Gather every line of the records that contains the string "surface", and copy each one in full.

╔══

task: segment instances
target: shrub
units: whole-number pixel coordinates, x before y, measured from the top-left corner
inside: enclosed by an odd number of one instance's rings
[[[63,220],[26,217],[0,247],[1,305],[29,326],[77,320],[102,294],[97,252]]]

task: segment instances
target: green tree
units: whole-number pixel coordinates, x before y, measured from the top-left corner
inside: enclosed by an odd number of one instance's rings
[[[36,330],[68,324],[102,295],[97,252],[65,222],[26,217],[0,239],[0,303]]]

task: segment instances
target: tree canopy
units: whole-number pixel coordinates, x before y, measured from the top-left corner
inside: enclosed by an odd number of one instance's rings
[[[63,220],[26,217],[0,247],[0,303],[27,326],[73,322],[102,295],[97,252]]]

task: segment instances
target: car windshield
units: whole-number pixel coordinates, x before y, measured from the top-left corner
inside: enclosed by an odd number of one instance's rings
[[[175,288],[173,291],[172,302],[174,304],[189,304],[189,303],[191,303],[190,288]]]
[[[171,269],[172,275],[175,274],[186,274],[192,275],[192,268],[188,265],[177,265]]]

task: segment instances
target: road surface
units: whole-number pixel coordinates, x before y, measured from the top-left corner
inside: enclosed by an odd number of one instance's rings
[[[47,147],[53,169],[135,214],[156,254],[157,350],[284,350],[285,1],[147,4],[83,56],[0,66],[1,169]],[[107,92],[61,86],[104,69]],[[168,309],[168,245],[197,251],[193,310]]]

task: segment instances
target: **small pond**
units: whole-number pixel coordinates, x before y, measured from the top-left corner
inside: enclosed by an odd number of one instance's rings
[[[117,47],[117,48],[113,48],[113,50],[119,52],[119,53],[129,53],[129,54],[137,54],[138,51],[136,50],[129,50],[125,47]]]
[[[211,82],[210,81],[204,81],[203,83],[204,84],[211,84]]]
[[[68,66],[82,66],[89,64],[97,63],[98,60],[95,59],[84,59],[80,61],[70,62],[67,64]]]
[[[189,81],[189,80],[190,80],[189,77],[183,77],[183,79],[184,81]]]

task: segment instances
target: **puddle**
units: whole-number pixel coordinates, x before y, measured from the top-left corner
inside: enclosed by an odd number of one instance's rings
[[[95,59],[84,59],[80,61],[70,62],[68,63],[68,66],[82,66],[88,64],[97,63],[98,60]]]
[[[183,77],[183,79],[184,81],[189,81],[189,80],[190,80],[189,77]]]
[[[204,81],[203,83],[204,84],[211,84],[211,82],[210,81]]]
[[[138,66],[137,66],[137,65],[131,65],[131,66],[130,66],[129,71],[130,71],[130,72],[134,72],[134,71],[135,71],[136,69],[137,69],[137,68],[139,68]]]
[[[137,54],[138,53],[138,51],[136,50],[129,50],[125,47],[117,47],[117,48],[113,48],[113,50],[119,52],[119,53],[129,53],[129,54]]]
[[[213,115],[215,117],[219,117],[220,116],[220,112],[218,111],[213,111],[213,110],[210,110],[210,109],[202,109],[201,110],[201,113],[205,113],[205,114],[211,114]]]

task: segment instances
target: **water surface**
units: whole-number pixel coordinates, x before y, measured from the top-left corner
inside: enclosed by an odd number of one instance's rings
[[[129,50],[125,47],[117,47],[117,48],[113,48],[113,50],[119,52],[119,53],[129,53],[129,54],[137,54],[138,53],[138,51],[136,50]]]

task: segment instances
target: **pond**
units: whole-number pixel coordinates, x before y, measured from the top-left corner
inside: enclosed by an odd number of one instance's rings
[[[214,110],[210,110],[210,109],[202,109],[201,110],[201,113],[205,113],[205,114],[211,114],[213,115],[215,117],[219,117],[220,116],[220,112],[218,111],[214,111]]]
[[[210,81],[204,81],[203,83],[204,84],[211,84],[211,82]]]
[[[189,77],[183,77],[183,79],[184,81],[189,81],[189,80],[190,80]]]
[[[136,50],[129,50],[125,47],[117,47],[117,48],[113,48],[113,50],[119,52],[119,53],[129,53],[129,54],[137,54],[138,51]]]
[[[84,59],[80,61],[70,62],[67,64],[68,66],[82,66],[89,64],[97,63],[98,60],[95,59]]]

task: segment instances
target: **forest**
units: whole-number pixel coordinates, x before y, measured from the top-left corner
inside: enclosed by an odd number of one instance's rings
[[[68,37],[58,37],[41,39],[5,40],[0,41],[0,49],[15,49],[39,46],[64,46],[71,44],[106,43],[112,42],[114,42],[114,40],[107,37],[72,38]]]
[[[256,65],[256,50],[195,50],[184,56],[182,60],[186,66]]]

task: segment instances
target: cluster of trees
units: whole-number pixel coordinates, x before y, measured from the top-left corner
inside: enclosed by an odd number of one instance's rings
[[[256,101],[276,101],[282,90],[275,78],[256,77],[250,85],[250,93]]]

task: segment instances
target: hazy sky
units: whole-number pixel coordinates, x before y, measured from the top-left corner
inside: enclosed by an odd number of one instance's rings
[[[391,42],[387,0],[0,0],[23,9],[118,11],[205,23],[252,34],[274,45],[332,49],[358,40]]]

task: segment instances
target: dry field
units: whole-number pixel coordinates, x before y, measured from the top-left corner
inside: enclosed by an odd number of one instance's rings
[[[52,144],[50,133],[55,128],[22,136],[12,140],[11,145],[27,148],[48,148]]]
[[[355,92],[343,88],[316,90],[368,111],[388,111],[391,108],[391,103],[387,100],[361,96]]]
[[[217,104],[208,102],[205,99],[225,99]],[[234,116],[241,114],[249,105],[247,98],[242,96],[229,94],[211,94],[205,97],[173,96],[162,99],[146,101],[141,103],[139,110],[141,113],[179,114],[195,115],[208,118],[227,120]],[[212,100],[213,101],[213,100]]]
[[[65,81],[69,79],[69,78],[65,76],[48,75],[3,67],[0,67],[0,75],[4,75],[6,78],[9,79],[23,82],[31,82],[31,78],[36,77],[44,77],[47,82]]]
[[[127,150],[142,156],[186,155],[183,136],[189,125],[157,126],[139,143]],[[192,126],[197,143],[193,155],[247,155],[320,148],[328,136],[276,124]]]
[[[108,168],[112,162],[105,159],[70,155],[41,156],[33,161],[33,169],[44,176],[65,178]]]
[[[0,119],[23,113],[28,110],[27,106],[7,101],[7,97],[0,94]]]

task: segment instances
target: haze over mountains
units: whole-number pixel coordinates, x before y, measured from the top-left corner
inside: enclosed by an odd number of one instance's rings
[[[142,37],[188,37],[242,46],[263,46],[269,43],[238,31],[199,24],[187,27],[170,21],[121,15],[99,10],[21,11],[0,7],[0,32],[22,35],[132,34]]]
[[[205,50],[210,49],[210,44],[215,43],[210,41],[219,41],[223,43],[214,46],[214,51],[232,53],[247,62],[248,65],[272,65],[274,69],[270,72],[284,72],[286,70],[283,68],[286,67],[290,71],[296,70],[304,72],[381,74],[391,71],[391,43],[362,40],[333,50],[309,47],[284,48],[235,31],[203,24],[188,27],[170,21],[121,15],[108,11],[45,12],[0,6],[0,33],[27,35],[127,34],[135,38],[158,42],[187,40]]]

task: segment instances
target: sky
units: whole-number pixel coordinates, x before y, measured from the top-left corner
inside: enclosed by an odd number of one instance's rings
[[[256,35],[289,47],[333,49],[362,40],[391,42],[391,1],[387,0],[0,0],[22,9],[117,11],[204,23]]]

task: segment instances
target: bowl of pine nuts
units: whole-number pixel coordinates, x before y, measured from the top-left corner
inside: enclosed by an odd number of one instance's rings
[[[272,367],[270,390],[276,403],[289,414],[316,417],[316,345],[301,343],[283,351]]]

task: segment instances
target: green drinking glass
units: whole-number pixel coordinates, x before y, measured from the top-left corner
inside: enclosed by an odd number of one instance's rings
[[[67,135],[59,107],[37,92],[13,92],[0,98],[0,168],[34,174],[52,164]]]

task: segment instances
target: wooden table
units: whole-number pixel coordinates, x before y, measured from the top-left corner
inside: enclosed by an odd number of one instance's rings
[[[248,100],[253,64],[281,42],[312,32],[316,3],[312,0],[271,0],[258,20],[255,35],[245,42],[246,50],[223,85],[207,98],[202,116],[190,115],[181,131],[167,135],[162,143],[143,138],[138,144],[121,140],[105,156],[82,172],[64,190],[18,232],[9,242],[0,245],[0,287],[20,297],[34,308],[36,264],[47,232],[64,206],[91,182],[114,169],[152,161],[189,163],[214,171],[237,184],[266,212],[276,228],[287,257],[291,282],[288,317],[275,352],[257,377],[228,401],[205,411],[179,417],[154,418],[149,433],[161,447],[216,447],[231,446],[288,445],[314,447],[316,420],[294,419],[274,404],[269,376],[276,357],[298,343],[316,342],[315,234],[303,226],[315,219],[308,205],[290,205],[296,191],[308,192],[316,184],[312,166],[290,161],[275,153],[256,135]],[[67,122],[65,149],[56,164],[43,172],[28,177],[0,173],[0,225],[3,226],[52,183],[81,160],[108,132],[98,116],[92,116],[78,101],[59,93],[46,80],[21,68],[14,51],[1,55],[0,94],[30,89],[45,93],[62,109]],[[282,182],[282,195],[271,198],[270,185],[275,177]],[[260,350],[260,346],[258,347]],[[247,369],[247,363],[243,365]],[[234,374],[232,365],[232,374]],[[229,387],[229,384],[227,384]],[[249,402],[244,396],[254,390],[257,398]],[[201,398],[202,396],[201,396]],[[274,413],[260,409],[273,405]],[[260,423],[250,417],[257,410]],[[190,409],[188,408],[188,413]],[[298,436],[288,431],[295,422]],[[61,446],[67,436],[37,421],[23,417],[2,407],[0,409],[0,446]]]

╚══

Exercise response:
target: road surface
target: **water surface**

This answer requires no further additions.